Jakarta
(ANTARA News) - Inilah presiden baru tanpa bulan madu. Sebuah tamsil
yang pas untuk Joko Widodo-Jusuf Kalla. Seruannya di malam kemenangan
untuk jangan bikin perayaan, dan salam dua jari yang harus langsung
diubah menjadi salam tiga jari, menandakan pengantin baru ini
benar-benar tidak punya waktu untuk honey moon.
Saya
mendukung semua itu. Tentu saya juga memahami kalau sebagian relawan
sewot. Ada di antara mereka yang berpendapat sewajarnyalah sebuah kerja
keras yang membuahkan hasil gemilang dirayakan.
Ada
beberapa faktor yang membuat sebaiknya memang tidak diperlukan bulan
madu. Pertama, kemenangan Jokowi adalah kemenangan tipis, 53 persen.
Beda dengan Pak SBY yang menang lebih dari 60 persen.

#### [Entri dari himpunan anotasi titik]
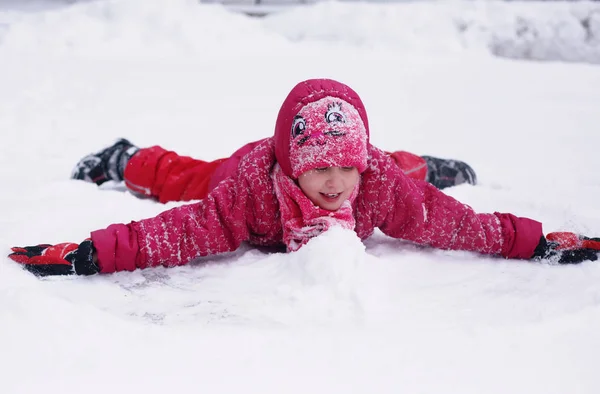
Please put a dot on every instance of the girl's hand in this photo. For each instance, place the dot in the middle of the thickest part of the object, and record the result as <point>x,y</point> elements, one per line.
<point>60,259</point>
<point>567,248</point>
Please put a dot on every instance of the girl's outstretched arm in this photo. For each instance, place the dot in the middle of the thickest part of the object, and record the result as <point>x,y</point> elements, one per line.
<point>419,212</point>
<point>242,207</point>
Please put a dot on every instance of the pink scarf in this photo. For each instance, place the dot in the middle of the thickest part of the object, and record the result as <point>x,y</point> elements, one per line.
<point>301,219</point>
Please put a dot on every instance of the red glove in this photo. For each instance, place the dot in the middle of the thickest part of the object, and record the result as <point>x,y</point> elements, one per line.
<point>60,259</point>
<point>567,248</point>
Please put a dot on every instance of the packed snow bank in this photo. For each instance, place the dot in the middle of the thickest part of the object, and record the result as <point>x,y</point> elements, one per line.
<point>568,31</point>
<point>132,27</point>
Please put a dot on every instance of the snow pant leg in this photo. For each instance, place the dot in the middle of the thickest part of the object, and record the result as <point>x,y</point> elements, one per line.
<point>413,166</point>
<point>167,176</point>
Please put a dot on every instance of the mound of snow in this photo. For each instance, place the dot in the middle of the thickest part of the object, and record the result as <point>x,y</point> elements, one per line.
<point>131,27</point>
<point>568,31</point>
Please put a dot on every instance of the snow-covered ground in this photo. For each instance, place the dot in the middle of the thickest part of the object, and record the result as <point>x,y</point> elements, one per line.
<point>339,316</point>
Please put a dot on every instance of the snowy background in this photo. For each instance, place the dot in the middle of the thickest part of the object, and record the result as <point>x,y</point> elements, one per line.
<point>339,316</point>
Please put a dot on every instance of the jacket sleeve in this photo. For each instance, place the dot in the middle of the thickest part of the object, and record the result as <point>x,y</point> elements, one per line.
<point>175,237</point>
<point>423,214</point>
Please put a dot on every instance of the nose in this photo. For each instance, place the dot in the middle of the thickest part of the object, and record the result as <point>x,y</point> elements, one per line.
<point>335,180</point>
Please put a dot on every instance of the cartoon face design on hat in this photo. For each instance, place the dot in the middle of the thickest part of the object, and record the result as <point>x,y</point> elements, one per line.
<point>327,133</point>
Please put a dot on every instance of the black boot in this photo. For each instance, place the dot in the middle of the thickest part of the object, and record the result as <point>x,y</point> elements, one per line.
<point>443,173</point>
<point>105,165</point>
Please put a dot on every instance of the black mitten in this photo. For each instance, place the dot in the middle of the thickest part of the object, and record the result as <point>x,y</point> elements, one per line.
<point>60,259</point>
<point>567,248</point>
<point>105,165</point>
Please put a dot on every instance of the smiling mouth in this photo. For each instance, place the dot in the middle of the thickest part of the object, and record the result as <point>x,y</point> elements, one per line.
<point>331,195</point>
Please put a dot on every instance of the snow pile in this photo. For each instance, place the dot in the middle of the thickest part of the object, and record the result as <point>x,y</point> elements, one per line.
<point>568,31</point>
<point>130,27</point>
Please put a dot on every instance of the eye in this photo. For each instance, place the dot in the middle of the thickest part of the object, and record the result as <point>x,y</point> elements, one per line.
<point>334,117</point>
<point>298,126</point>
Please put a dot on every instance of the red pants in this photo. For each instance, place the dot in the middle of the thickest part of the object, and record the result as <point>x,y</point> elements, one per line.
<point>168,177</point>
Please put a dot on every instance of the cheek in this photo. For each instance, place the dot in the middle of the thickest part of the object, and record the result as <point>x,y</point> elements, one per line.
<point>308,184</point>
<point>352,180</point>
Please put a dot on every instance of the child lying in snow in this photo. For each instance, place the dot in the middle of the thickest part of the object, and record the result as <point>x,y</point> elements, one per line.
<point>318,170</point>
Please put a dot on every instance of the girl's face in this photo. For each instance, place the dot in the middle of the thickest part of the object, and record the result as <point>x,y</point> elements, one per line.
<point>329,187</point>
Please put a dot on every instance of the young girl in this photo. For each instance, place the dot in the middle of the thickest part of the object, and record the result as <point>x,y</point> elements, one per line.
<point>318,170</point>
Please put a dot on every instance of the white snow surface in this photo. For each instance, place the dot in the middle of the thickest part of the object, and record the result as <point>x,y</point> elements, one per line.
<point>338,316</point>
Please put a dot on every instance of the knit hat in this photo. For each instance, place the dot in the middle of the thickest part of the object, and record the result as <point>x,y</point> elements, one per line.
<point>321,123</point>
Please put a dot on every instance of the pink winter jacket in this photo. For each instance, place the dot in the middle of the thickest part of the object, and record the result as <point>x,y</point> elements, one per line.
<point>244,207</point>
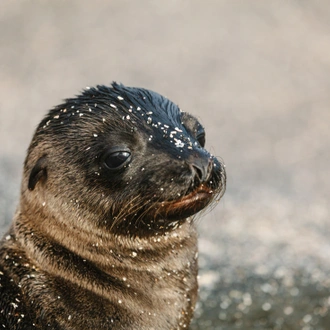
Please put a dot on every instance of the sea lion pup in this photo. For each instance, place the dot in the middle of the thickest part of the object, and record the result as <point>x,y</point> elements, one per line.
<point>103,237</point>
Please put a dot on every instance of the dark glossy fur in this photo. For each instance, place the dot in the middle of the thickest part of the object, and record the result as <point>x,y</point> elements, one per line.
<point>97,247</point>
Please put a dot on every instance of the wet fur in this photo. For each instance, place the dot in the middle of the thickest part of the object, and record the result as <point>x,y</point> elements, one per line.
<point>93,248</point>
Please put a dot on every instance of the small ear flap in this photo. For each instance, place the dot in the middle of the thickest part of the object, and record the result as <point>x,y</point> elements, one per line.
<point>39,172</point>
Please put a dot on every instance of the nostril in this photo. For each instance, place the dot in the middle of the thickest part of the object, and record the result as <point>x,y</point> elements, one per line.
<point>201,169</point>
<point>198,172</point>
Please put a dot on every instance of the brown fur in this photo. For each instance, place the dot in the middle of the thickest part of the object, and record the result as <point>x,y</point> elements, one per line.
<point>98,248</point>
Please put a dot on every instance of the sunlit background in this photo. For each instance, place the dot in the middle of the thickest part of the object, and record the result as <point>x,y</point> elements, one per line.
<point>257,74</point>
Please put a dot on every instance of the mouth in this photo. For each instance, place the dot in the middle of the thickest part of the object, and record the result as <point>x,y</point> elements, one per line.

#### [Tugas yang Diminta]
Ketik ulang seluruh kutipan teks tentang presiden baru tanpa bulan madu di atas tanpa mengubah satu kata atau tanda baca pun.

#### [Jawaban Tugas]
Jakarta
(ANTARA News) - Inilah presiden baru tanpa bulan madu. Sebuah tamsil
yang pas untuk Joko Widodo-Jusuf Kalla. Seruannya di malam kemenangan
untuk jangan bikin perayaan, dan salam dua jari yang harus langsung
diubah menjadi salam tiga jari, menandakan pengantin baru ini
benar-benar tidak punya waktu untuk honey moon.
Saya
mendukung semua itu. Tentu saya juga memahami kalau sebagian relawan
sewot. Ada di antara mereka yang berpendapat sewajarnyalah sebuah kerja
keras yang membuahkan hasil gemilang dirayakan.
Ada
beberapa faktor yang membuat sebaiknya memang tidak diperlukan bulan
madu. Pertama, kemenangan Jokowi adalah kemenangan tipis, 53 persen.
Beda dengan Pak SBY yang menang lebih dari 60 persen.